Aim of the task
Find each line in the records below that contains the word "rock", and copy every such line.

Extracted records
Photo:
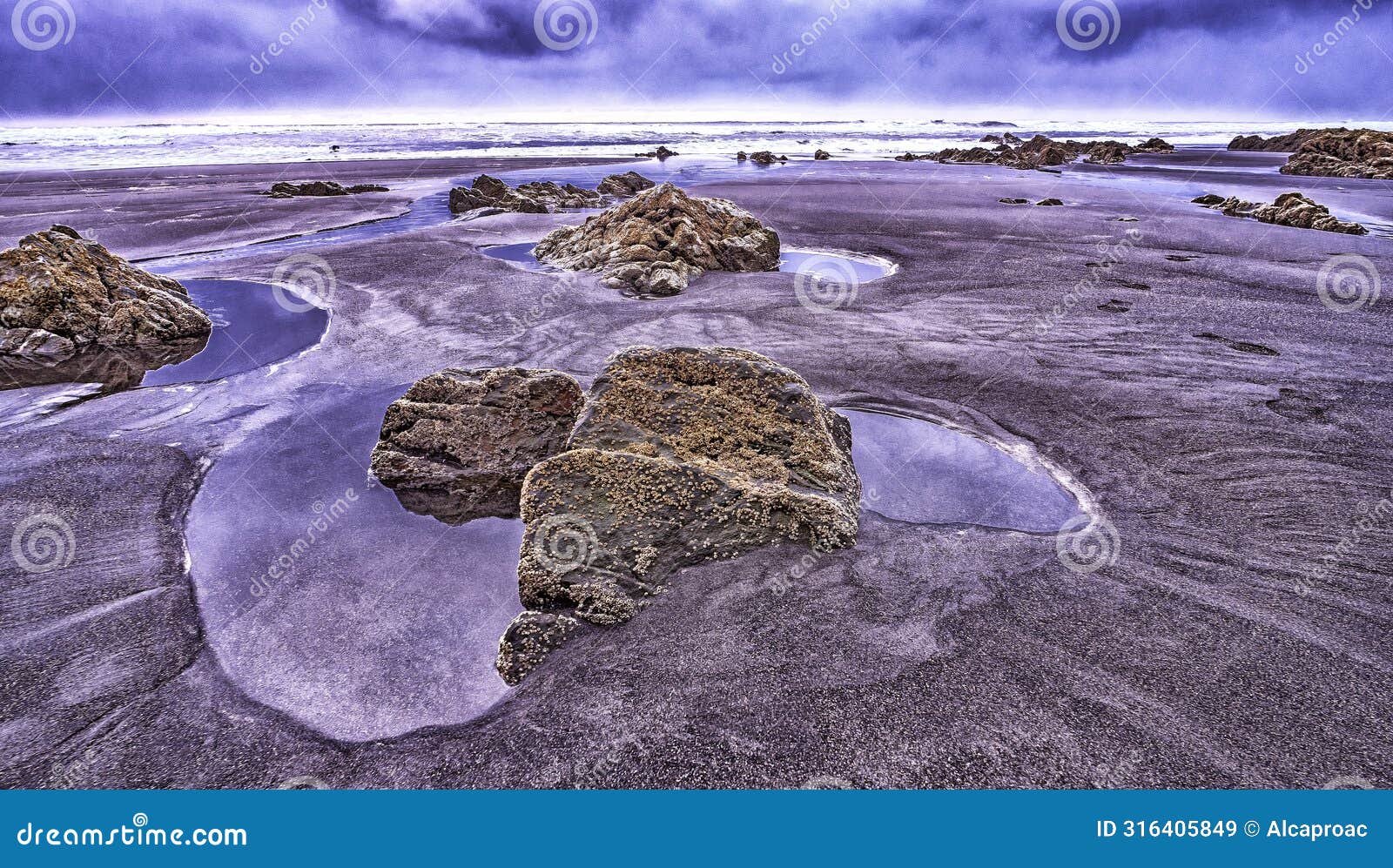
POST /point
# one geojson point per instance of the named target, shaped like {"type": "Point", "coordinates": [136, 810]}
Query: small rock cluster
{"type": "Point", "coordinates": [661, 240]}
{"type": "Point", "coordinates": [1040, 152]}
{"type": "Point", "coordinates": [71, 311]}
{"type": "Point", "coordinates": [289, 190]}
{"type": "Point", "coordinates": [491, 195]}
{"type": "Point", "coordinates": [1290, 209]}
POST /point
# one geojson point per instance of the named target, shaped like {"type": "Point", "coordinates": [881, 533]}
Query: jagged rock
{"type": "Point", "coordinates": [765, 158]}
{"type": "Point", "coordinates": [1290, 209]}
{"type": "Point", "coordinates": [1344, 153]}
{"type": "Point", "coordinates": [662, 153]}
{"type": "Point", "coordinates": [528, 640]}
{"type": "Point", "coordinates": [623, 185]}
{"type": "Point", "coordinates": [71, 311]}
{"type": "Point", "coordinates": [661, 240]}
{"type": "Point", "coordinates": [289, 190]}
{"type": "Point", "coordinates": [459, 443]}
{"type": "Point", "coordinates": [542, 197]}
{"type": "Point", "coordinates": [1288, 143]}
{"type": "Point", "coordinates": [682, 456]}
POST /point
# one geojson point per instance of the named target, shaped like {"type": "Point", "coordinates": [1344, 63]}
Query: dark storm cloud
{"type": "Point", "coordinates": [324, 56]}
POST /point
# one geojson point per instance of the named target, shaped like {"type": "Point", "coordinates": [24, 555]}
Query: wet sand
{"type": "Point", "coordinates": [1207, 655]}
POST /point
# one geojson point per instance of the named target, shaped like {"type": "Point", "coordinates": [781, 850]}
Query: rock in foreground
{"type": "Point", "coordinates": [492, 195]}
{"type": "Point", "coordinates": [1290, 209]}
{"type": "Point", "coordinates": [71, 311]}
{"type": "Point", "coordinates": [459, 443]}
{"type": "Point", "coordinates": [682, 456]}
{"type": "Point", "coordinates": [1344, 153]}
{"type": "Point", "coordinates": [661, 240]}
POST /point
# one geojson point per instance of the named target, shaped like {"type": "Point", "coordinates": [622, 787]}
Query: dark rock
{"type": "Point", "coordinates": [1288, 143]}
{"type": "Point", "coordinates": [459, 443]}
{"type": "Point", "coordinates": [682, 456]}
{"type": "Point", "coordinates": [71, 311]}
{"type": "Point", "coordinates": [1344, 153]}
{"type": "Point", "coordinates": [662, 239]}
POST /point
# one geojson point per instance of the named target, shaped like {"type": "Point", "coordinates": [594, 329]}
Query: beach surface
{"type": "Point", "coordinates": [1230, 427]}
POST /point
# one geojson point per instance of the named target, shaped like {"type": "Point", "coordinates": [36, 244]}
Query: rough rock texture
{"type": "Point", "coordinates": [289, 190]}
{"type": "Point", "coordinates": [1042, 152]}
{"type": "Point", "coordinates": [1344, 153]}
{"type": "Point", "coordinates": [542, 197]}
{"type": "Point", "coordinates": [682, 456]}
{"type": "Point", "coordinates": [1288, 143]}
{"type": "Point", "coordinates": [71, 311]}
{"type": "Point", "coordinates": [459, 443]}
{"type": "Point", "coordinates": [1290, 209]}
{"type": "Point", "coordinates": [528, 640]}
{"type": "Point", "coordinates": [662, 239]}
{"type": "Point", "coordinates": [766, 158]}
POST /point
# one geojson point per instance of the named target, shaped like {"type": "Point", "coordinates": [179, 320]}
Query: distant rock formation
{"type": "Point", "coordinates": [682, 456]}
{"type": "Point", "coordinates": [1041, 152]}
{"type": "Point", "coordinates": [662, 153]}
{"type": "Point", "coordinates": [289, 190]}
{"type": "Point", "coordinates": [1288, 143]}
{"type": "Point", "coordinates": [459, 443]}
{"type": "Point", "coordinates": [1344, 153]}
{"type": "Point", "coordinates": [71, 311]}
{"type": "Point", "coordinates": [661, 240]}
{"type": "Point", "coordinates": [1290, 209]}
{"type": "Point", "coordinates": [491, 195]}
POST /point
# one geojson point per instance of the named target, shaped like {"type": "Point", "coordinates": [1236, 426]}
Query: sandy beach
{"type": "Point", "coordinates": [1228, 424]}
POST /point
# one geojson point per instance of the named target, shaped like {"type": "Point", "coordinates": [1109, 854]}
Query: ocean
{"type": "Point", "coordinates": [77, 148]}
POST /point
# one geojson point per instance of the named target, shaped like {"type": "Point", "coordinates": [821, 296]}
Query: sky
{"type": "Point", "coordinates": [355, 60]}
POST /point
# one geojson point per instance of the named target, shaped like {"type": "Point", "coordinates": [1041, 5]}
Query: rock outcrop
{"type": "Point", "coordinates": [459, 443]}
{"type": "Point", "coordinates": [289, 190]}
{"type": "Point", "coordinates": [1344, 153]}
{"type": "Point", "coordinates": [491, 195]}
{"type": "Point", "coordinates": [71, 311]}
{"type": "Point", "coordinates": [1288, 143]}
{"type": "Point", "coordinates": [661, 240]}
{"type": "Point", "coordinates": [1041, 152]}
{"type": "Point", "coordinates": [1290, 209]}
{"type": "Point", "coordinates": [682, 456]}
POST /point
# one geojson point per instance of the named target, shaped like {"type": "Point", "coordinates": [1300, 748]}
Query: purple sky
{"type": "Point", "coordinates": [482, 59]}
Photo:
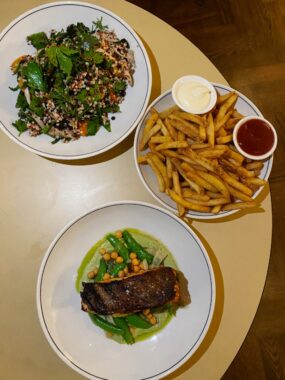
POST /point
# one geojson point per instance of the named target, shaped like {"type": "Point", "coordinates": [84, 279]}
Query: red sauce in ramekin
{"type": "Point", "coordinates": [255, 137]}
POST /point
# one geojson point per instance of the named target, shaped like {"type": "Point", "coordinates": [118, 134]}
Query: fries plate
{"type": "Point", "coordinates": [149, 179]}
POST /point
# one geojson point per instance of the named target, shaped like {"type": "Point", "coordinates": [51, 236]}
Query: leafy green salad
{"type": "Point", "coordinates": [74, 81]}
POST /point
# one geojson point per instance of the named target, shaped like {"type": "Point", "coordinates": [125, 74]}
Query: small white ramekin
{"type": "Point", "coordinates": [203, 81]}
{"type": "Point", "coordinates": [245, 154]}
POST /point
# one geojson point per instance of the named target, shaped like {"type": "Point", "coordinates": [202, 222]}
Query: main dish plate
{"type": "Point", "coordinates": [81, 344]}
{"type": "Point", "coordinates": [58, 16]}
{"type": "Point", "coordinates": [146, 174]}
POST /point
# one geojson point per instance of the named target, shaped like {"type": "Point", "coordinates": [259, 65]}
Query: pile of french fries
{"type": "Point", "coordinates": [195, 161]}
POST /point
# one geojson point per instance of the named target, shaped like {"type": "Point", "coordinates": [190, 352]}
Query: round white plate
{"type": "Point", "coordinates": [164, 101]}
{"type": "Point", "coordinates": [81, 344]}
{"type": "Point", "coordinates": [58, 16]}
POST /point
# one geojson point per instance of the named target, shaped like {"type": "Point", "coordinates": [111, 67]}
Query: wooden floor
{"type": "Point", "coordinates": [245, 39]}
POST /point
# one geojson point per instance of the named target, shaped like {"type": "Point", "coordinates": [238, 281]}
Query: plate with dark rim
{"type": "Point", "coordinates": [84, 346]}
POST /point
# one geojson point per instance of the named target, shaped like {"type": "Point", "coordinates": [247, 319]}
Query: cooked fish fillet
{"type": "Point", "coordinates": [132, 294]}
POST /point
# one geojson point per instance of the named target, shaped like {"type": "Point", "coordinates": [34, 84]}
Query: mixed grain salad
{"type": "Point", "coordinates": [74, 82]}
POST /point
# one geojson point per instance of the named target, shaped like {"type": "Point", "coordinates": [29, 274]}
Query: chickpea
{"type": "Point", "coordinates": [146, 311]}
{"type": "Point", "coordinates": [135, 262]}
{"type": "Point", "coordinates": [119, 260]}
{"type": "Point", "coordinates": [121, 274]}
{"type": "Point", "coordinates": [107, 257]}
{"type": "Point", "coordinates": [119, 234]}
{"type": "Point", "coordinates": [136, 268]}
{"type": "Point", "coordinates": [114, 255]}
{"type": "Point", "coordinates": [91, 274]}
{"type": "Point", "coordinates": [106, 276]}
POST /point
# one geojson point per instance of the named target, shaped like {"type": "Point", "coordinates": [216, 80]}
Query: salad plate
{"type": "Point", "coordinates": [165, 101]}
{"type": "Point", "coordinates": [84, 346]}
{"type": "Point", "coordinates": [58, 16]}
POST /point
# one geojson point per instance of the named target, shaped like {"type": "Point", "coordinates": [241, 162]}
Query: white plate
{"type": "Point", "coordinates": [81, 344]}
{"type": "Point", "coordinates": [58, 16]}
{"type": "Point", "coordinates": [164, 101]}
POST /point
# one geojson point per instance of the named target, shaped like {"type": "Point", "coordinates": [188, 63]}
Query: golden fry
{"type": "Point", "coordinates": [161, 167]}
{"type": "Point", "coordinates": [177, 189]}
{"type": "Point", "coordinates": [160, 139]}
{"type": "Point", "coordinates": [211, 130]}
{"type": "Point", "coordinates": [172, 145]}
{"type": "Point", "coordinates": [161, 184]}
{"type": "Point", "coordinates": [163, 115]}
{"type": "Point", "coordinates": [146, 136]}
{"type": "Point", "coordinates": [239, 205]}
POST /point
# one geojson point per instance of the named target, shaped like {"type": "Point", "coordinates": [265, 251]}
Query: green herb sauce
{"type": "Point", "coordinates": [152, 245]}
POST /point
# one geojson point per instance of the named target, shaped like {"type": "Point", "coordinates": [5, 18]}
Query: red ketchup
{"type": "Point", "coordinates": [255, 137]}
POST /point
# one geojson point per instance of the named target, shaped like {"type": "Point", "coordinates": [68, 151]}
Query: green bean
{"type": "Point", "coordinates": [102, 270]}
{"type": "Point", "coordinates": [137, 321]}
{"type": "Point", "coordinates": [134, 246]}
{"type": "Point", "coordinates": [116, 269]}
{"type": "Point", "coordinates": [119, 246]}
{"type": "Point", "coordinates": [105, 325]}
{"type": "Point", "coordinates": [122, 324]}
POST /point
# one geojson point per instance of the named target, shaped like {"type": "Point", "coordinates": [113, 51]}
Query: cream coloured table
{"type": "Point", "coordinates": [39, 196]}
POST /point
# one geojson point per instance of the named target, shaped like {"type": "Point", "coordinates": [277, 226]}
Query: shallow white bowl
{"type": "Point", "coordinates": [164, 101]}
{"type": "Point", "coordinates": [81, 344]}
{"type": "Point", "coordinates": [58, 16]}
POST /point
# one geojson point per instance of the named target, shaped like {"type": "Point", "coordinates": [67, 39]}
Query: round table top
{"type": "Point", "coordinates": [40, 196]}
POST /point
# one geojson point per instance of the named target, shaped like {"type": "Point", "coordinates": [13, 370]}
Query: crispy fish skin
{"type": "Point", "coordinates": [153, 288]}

Finished answer
Query: small rock cluster
Query: jagged rock
Query: rock in foreground
Query: dark rock
Query: rough rock texture
Query: distant rock formation
Query: rock outcrop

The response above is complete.